- EXCERPT PROVIDED
= Beginning of Section =
The AKTA ready system controls the pinch valves with a “pneumatic distributor” mounted inside the instrument, the pneumatic distributor comprising a common air inlet for pressurized air and a control valve arrangement distributing and regulating the air pressure towards the pinch valves for control of the process liquid at side of the consumable, the single-use flow path. Each pneumatic pinch valve is connected via a pneumatic conduit to its respective control valve at the pneumatic distributor in a fixed configuration and layout.
Millipore's FlexReady chromatography system uses a “clamshell” design, which is a cassette comprising the consumable flow path, which is made up from a flexible bag with welded conduits forming the flow path. The clamshell also comprises required valving to open or close the fluid conduits of the disposable parts. Further, the clamshell comprises the “pneumatic distributor” that controls the pressurization of the fluid driven (pneumatic) valves controlling the flow of process liquid inside the conduits of the single-use consumable. The “pneumatic distributor” is again a control valve arrangement fed by a common pressurized air supply. The clamshell is interchangeable and different clamshells configured for different unit operations such as chromatography or filtration can be fitted to the instrument. In this regard, flexibility is provided to adapt to different liquid processing tasks by replacement of the clamshell. Each clamshell is however dedicated to a specific configuration of the consumable that is used for example for either chromatography or filtration. Therefore, the pneumatic controller in the clamshell will operate solely the specifically configured clamshell, other clamshells do require their own pneumatic distributor. Further, the pneumatic distributor in a given clamshell is configured to solely interact with and control the valve arrangement for a specific configuration of the single-use fluid flow path, the consumable. This design has also a need for multiple, fixed configured pneumatic distributors, which will impact overall cost of system hardware, complexity, as well as weight, size and ease of use for each clamshell. See WO2011154885 and US20130240065A1, which are hereby incorporated by reference in their entireties.
= End of Section =
- EXERCISE INSTRUCTIONS
[A] From the passage on pneumatic valve control in single-use systems, reproduce word for word the stretch from "The AKTA ready" through "configuration and layout.".
[B] Answer these questions using the passage on pneumatic valve control in single-use systems:
(i) Where is the "pneumatic distributor" of the AKTA ready system mounted?
(ii) What is the consumable flow path in Millipore's FlexReady clamshell made from?
(iii) Which two publications are incorporated by reference?
[C] Extend the passage on pneumatic valve control in single-use systems, beginning after its final sentence.
The lines that follow are separate material, unrelated to the passage on pneumatic valve control.

[Region pointing data]
= Beginning of Section =
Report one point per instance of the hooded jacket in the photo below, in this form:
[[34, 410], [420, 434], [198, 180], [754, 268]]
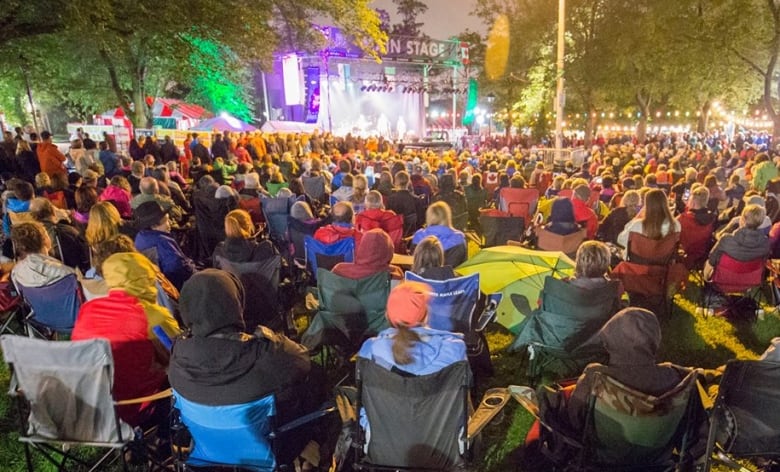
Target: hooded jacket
[[744, 244], [50, 159], [372, 256], [631, 338], [38, 270], [220, 364]]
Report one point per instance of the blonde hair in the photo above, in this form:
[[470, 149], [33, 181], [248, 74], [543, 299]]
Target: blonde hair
[[592, 260], [103, 223], [42, 179], [438, 213], [429, 253], [753, 215], [238, 224]]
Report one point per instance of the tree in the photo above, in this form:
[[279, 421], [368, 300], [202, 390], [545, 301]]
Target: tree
[[409, 11]]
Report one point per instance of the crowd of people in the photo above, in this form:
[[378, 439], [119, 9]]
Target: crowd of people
[[149, 233]]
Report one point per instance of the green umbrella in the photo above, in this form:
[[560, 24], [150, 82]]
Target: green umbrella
[[518, 273]]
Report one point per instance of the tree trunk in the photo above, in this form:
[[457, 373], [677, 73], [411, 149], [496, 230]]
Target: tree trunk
[[704, 117], [590, 127]]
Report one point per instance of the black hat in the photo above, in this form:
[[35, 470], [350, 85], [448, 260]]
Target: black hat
[[149, 214]]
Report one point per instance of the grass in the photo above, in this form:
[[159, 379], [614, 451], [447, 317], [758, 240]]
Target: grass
[[688, 339]]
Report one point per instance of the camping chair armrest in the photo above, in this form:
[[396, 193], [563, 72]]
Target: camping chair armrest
[[323, 411], [167, 393]]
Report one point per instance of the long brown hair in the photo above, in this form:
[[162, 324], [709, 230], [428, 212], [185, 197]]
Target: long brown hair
[[403, 341], [656, 214]]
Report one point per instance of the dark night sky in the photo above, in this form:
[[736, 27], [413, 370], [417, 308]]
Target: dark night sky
[[443, 19]]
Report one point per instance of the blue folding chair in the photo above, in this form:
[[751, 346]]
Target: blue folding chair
[[325, 256], [236, 435], [452, 303], [54, 307], [240, 435]]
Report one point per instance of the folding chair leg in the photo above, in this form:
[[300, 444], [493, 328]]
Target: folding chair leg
[[28, 458]]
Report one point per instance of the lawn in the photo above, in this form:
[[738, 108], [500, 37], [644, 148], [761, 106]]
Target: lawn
[[688, 339]]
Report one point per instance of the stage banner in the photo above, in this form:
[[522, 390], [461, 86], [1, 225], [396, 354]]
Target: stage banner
[[424, 50]]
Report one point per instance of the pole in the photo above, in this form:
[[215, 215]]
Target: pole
[[454, 103], [559, 98], [29, 97]]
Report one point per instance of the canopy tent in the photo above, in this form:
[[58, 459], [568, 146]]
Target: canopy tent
[[223, 122], [518, 273], [288, 127]]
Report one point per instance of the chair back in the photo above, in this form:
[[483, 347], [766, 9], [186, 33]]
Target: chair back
[[229, 434], [696, 240], [417, 422], [68, 387], [252, 206], [314, 187], [19, 217], [569, 315], [452, 303], [276, 211], [643, 250], [325, 256], [567, 244], [747, 410], [261, 285], [350, 310], [628, 427], [56, 305], [518, 201], [732, 276]]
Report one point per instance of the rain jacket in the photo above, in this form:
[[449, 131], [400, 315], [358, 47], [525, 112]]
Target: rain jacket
[[17, 206], [221, 364], [743, 245], [38, 270], [50, 158], [436, 350], [373, 256], [172, 262], [335, 232], [125, 318], [631, 338]]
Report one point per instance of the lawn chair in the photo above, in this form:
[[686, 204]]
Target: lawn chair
[[628, 430], [239, 436], [53, 307], [416, 422], [744, 422], [64, 388], [651, 271], [451, 307], [559, 335], [276, 212], [325, 256], [696, 241], [498, 227], [518, 201], [732, 277], [350, 310], [261, 290]]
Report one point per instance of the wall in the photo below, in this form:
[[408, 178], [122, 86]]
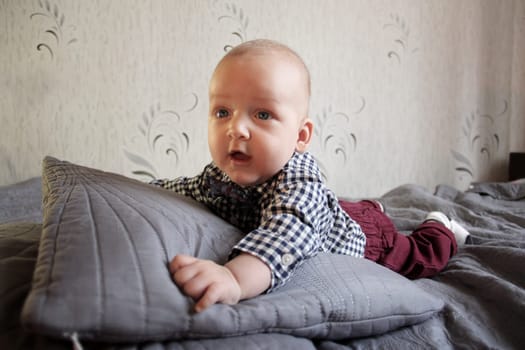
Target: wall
[[423, 92]]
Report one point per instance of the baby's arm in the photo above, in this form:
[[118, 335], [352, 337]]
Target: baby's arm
[[207, 282]]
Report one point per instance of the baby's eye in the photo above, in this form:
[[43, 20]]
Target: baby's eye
[[263, 115], [221, 113]]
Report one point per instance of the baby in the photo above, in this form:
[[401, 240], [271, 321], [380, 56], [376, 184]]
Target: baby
[[263, 181]]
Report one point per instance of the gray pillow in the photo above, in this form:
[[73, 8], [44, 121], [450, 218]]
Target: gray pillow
[[102, 272]]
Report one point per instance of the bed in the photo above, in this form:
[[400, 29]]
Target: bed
[[83, 265]]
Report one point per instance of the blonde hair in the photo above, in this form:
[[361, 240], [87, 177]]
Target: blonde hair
[[261, 46]]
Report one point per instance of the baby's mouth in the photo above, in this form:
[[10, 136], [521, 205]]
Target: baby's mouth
[[239, 156]]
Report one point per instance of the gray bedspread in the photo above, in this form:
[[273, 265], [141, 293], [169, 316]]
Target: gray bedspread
[[482, 287]]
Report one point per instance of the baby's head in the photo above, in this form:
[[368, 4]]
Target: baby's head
[[259, 95]]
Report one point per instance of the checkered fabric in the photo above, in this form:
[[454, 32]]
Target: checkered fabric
[[287, 219]]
= End of Section =
- RESULTS IN ORDER
[A]
The AKTA ready system controls the pinch valves with a “pneumatic distributor” mounted inside the instrument, the pneumatic distributor comprising a common air inlet for pressurized air and a control valve arrangement distributing and regulating the air pressure towards the pinch valves for control of the process liquid at side of the consumable, the single-use flow path. Each pneumatic pinch valve is connected via a pneumatic conduit to its respective control valve at the pneumatic distributor in a fixed configuration and layout.

[B]
(i) Inside the instrument.
(ii) A flexible bag with welded conduits forming the flow path.
(iii) WO2011154885 and US20130240065A1.

[C]
Pneumatically controlled valve arrangements have also been proposed for simulated moving bed chromatography. Examples of such valves are described in U.S. Pat. No. 7,846,335B2, U.S. Pat. No. 8,196,603B2 and U.S. Pat. No. 7,790,040B2 (hereby incorporated by reference in their entireties).
US20110005984A1, hereby incorporated by reference in its entirety, proposed a two part valve. A separate, and potentially single-use valve part contacts the medium, and a reusable pneumatic actuator forms a separate part that is positioned adjacent to the valve part. The two parts may be connected to become a working valve. These valve arrangements are however bulky and inflexible as the seizing and positioning of the consumable parts and flow conduits adjacent to the latter cannot be selected independently from the size, position or configuration of the pneumatic actuator part.
While the fixed configurations in between valve manifolds and their pneumatic control systems described above is industry standard for single-use biological liquid processing systems, there are a number of disadvantages of fixed configurations with regard to limited flexibility, increased cost and a large physical size and weight involved in handling of the systems and its single-use consumables.
There is a need for better valve design that offers low cost and high flexibility for biological liquid handling, especially for the production of biopharmaceuticals.